======== Record set
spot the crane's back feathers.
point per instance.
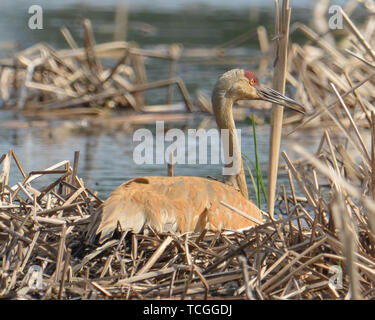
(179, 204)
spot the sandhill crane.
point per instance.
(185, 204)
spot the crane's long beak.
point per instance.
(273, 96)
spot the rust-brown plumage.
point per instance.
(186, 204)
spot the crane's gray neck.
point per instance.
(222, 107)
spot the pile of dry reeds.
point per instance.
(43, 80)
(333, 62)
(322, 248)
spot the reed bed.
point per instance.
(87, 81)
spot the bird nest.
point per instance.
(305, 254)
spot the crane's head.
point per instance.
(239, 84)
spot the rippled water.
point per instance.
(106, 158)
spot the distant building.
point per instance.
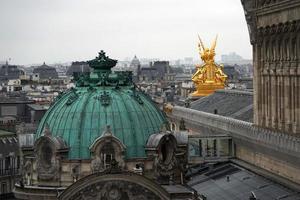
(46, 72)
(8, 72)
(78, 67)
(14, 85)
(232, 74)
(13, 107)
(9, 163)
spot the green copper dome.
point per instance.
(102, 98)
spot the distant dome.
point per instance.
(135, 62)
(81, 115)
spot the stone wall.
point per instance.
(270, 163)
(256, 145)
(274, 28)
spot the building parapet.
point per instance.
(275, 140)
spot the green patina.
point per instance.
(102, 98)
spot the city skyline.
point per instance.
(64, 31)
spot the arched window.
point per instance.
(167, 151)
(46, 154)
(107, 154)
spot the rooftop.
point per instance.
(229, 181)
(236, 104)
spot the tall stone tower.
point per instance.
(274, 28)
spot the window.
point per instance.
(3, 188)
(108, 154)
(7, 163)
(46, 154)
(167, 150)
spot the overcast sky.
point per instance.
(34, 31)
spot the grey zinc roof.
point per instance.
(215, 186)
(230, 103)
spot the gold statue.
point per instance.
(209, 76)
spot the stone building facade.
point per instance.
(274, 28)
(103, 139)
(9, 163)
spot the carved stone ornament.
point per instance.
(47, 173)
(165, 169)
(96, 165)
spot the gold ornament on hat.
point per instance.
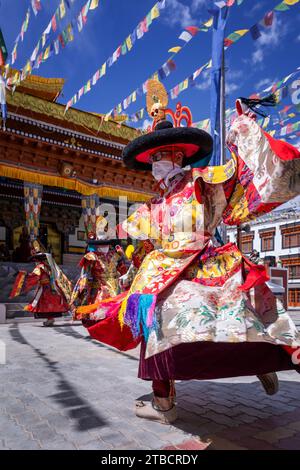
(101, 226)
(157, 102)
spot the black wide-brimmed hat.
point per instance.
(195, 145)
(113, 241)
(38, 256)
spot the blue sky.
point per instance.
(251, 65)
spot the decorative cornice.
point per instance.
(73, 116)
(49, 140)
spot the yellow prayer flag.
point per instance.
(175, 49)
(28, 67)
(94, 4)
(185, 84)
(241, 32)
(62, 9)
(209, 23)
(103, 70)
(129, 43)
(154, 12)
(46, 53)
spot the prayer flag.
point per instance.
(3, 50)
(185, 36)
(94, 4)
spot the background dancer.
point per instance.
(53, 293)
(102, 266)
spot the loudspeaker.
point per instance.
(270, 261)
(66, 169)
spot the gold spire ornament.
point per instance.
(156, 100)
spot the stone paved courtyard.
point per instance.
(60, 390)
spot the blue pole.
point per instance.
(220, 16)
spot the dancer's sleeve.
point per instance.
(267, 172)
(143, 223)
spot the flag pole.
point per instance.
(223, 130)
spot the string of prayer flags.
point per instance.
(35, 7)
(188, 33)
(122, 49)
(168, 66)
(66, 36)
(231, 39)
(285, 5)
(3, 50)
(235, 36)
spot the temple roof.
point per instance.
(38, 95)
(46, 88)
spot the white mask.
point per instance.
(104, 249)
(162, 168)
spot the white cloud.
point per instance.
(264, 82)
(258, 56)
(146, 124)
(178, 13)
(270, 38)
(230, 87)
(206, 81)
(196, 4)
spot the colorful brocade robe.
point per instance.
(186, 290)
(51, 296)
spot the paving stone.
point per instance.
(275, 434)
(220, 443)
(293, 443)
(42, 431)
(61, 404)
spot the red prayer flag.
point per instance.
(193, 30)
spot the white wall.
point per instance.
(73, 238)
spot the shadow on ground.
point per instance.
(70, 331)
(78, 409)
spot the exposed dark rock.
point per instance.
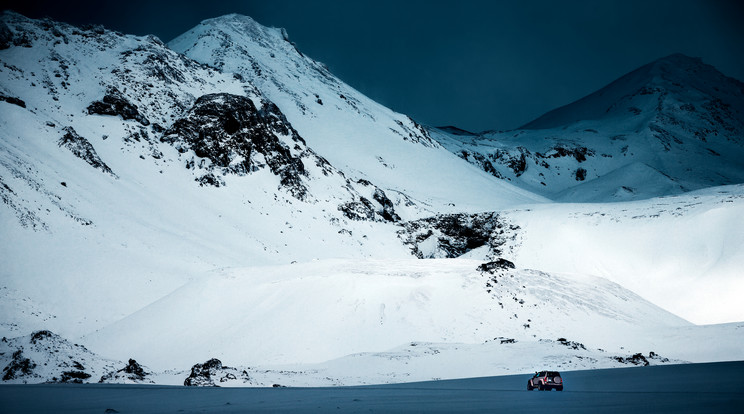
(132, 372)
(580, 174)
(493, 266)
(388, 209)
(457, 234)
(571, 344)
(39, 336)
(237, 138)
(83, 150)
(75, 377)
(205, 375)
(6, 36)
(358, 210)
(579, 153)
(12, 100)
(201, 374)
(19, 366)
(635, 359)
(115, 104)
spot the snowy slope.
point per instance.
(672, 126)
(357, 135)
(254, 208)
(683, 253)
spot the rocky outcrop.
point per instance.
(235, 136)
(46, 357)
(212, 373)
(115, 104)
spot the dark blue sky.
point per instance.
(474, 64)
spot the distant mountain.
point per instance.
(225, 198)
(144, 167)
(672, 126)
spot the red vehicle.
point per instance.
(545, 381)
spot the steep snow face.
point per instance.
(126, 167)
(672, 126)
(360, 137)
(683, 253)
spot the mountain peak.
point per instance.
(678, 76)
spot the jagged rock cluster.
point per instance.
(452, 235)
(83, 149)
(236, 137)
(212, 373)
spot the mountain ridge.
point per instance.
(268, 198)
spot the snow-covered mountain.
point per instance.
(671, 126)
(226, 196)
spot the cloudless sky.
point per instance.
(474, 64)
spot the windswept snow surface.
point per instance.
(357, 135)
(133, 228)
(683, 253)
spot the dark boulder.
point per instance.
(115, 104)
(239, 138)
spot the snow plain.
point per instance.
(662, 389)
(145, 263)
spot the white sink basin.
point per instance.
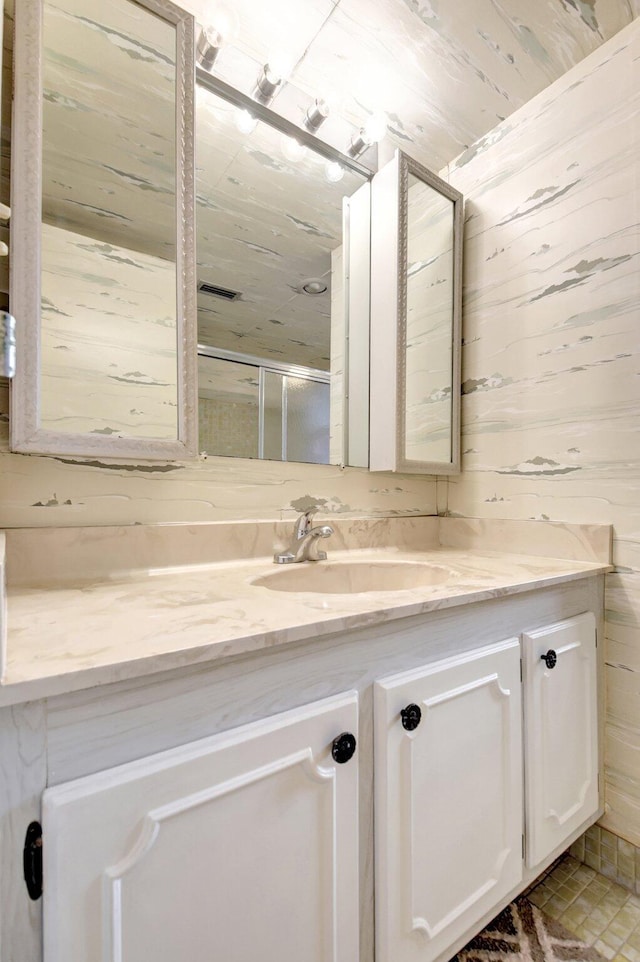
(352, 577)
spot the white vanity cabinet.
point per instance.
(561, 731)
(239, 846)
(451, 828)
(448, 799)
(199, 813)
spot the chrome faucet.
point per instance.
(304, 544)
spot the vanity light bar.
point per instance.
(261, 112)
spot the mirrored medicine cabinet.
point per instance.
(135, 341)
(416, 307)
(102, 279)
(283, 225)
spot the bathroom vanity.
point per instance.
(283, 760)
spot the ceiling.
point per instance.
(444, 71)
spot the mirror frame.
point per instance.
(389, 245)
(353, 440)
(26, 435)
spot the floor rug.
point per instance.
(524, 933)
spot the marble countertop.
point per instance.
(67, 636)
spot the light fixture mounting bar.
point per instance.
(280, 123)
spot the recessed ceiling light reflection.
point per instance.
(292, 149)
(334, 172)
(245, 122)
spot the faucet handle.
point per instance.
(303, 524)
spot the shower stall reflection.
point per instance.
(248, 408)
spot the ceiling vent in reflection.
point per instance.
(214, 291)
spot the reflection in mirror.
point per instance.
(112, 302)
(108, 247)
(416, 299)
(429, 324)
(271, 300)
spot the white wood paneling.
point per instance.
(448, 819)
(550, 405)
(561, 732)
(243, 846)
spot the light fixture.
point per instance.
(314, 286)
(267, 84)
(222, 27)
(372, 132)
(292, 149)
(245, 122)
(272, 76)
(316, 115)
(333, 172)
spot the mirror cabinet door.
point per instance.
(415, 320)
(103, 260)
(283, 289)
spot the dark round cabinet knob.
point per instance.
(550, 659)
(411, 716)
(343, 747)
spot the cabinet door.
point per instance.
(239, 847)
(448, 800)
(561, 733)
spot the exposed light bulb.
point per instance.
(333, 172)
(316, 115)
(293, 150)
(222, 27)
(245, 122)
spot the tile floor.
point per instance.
================
## Brief
Once the pictures are removed, write out all of the entries above exactly.

## Problem solution
spot the crane's back feathers.
point per instance.
(179, 204)
spot the sandhill crane.
point per instance.
(185, 204)
spot the crane's long beak.
point per instance.
(273, 96)
spot the rust-brown plumage.
point per instance.
(186, 204)
spot the crane's gray neck.
point per instance.
(222, 107)
spot the pile of dry reeds.
point per instance.
(43, 80)
(333, 62)
(322, 248)
spot the reed bed.
point per instance.
(87, 81)
spot the bird nest.
point per instance.
(305, 254)
spot the crane's head.
point per instance.
(239, 84)
spot the rippled water.
point per instance.
(106, 158)
spot the distant building.
point per instance.
(46, 72)
(8, 72)
(78, 67)
(14, 85)
(232, 74)
(13, 107)
(9, 163)
spot the green copper dome.
point per instance.
(102, 98)
spot the distant dome.
point per instance.
(135, 62)
(81, 115)
spot the stone wall.
point per instance.
(270, 163)
(256, 145)
(274, 28)
spot the building parapet.
point per instance.
(275, 140)
spot the green patina.
point per instance.
(102, 98)
spot the city skyline.
point per instance.
(64, 31)
spot the arched window.
point per instance.
(167, 151)
(46, 154)
(107, 154)
spot the rooftop.
point per instance.
(229, 181)
(236, 104)
spot the tall stone tower.
point per instance.
(274, 28)
spot the window.
point per instance.
(3, 188)
(108, 154)
(7, 163)
(46, 154)
(167, 150)
spot the overcast sky.
point per instance.
(34, 31)
spot the grey zinc roof.
point per instance.
(215, 186)
(230, 103)
spot the gold statue.
point per instance.
(209, 76)
spot the stone building facade.
point per instance.
(274, 28)
(103, 139)
(9, 163)
spot the carved stone ornament.
point per instance.
(47, 173)
(165, 169)
(96, 165)
spot the gold ornament on hat.
point per instance.
(101, 226)
(157, 102)
spot the black wide-brimmed hat.
point per instance.
(195, 145)
(113, 241)
(38, 256)
spot the blue sky.
point per instance.
(251, 65)
spot the decorative cornice.
point per instance.
(73, 116)
(49, 140)
spot the yellow prayer flag.
point per instance.
(175, 49)
(28, 67)
(94, 4)
(185, 84)
(241, 32)
(62, 9)
(209, 23)
(103, 70)
(129, 43)
(154, 12)
(46, 53)
spot the prayer flag.
point per instance.
(3, 50)
(185, 36)
(94, 4)
spot the background dancer.
point per instance.
(53, 293)
(102, 266)
spot the loudspeaker.
point per instance.
(270, 261)
(66, 169)
spot the gold spire ornament.
point per instance.
(156, 100)
spot the stone paved courtyard.
point per instance.
(60, 390)
spot the blue pole.
point per instance.
(220, 16)
spot the dancer's sleeve.
point per instance.
(267, 172)
(143, 223)
spot the flag pole.
point per instance.
(223, 130)
spot the string of prayer flags.
point per instance.
(35, 7)
(188, 33)
(122, 49)
(168, 66)
(66, 36)
(231, 39)
(285, 5)
(3, 50)
(235, 36)
spot the temple roof.
point per instance.
(38, 95)
(46, 88)
spot the white mask.
point per instance.
(104, 249)
(162, 168)
spot the white cloud.
point per instance.
(264, 82)
(258, 56)
(146, 124)
(178, 13)
(270, 38)
(230, 87)
(206, 81)
(196, 4)
spot the colorful brocade robe.
point per instance.
(186, 290)
(51, 296)
spot the paving stone.
point per instance.
(275, 434)
(220, 443)
(293, 443)
(42, 431)
(61, 404)
spot the red prayer flag.
point per instance.
(193, 30)
spot the white wall.
point per instance.
(73, 238)
spot the shadow on ground.
point per instance.
(70, 331)
(78, 409)
spot the exposed dark rock.
point per instance.
(132, 372)
(580, 174)
(493, 266)
(388, 209)
(457, 234)
(571, 344)
(39, 336)
(237, 138)
(83, 150)
(75, 377)
(205, 375)
(6, 36)
(358, 210)
(579, 153)
(12, 100)
(201, 374)
(19, 366)
(635, 359)
(115, 104)
spot the snowy slope.
point per instance.
(672, 126)
(357, 135)
(254, 208)
(683, 253)
spot the rocky outcrop.
point per instance.
(235, 136)
(46, 357)
(212, 373)
(115, 104)
spot the dark blue sky.
point per instance.
(474, 64)
spot the distant mountain.
point per instance.
(225, 198)
(144, 167)
(672, 126)
spot the red vehicle.
point per instance.
(545, 381)
spot the steep snow face.
point per instance.
(126, 167)
(672, 126)
(360, 137)
(683, 253)
spot the mountain peak.
point per instance.
(678, 76)
spot the jagged rock cluster.
point per instance.
(452, 235)
(83, 149)
(236, 137)
(212, 373)
spot the mountain ridge.
point per instance.
(268, 198)
spot the snow-covered mountain.
point per instance.
(671, 126)
(226, 196)
spot the cloudless sky.
point per instance.
(474, 64)
spot the windswept snow surface.
point per instance.
(357, 135)
(133, 228)
(683, 253)
spot the dark boulder.
point per instance.
(115, 104)
(239, 138)
spot the snow plain.
point per instance.
(662, 389)
(145, 263)
spot the white sink basin.
point per instance.
(352, 577)
spot the white vanity cabinet.
point per instance.
(561, 731)
(239, 846)
(451, 828)
(448, 799)
(199, 813)
spot the chrome faucet.
point per instance.
(304, 544)
spot the vanity light bar.
point per instance.
(261, 112)
spot the mirrored medicine cabinet.
point per instance.
(135, 341)
(416, 307)
(102, 279)
(283, 225)
spot the bathroom vanity.
point per instance.
(283, 760)
spot the ceiling.
point per instance.
(444, 71)
spot the mirror frame.
point per instance.
(389, 245)
(353, 440)
(26, 435)
spot the floor rug.
point per instance.
(524, 933)
spot the marble countertop.
point per instance.
(67, 636)
spot the light fixture mounting bar.
point per instance.
(280, 123)
spot the recessed ceiling light reflection.
point per instance.
(292, 149)
(334, 172)
(245, 122)
spot the faucet handle.
point per instance.
(303, 524)
spot the shower stall reflection.
point per instance.
(248, 408)
spot the ceiling vent in reflection.
point per instance.
(214, 291)
spot the reflection in mirror.
point per instance.
(112, 302)
(108, 247)
(416, 299)
(429, 324)
(271, 300)
spot the white wood paneling.
point per instance.
(448, 819)
(550, 405)
(561, 732)
(243, 846)
spot the light fixture.
point per instance.
(314, 286)
(267, 84)
(222, 27)
(372, 132)
(292, 149)
(245, 122)
(272, 76)
(316, 115)
(333, 172)
spot the mirror cabinet door.
point per instance.
(415, 320)
(103, 260)
(283, 289)
spot the dark round cabinet knob.
point per instance.
(550, 659)
(411, 716)
(343, 747)
spot the cabinet door.
point per instance.
(239, 847)
(448, 800)
(561, 733)
spot the exposed light bulb.
point per instance.
(333, 172)
(316, 115)
(293, 150)
(222, 27)
(245, 122)
spot the tile floor.
point per instance.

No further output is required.